> **EXERCISE PROMPT**
Your answer must be every line of the data that contains "below".

[Referring expression pointing data]
********************
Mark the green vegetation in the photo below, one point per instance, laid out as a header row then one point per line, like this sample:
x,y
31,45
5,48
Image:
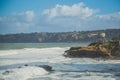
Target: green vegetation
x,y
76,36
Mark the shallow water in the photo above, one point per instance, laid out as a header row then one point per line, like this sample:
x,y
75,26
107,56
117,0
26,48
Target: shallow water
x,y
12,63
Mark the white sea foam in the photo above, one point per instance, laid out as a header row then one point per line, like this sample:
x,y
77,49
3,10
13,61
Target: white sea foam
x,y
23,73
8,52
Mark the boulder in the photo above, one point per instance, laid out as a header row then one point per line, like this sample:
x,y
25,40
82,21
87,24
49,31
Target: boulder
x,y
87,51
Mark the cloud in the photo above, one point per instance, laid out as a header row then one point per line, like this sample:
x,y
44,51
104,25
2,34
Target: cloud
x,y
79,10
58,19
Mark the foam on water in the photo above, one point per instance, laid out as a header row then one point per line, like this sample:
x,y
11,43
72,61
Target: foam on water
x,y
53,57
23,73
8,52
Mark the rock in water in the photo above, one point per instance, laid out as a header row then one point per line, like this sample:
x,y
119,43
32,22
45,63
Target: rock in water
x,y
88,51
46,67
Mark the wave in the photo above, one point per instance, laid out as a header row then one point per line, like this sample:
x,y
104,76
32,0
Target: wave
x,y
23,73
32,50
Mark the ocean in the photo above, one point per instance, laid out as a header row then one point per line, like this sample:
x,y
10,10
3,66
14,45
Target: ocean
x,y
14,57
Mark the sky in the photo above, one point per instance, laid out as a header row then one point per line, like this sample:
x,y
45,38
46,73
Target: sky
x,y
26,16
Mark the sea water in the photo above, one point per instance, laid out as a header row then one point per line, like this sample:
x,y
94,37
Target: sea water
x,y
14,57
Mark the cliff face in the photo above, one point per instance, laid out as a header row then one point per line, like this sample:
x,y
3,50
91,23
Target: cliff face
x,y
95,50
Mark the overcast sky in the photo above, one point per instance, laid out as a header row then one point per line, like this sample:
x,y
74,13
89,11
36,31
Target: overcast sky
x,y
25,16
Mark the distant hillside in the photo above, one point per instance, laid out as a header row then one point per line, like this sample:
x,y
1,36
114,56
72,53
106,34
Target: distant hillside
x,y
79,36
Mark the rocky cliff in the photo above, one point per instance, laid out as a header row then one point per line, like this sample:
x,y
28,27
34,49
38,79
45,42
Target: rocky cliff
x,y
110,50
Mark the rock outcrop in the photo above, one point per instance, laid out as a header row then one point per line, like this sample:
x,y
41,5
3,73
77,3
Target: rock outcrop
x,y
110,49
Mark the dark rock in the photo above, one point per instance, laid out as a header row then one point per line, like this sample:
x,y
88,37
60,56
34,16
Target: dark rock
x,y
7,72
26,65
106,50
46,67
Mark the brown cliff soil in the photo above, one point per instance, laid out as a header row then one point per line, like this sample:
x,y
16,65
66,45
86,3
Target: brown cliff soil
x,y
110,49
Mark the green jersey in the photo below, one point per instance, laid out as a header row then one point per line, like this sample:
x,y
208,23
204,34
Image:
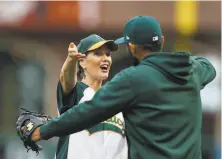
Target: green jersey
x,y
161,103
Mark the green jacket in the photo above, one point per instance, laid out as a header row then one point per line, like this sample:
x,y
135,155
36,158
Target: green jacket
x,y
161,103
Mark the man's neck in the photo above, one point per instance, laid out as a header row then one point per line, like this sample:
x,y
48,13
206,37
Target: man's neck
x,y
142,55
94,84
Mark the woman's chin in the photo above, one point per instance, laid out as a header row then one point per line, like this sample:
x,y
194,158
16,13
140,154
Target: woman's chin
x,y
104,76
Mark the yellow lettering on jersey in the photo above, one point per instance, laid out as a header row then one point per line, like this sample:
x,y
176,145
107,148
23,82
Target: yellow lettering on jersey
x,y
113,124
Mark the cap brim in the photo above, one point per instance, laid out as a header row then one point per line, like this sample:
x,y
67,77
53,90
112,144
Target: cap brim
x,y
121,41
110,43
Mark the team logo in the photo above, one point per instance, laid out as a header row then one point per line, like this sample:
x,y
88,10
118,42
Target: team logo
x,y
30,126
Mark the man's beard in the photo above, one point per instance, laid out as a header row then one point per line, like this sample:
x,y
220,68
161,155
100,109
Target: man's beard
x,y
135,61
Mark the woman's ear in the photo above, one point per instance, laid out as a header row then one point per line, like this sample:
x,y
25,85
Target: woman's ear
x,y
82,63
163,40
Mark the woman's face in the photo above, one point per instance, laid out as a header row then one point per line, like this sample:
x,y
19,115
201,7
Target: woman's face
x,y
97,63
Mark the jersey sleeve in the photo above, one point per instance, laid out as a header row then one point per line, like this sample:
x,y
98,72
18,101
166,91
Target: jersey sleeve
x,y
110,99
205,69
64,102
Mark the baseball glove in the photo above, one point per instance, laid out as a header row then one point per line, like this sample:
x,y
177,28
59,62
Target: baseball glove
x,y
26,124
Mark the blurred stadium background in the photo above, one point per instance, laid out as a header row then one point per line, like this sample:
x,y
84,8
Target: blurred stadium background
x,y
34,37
********************
> **WRITTEN RESPONSE**
Mark the green vegetation in the photo below, one point per instance, laid out as a header row then one point per line, like this sample:
Mark the green jersey in the photo below, one point per instance, laid out as a header row then one point per line, like this sample:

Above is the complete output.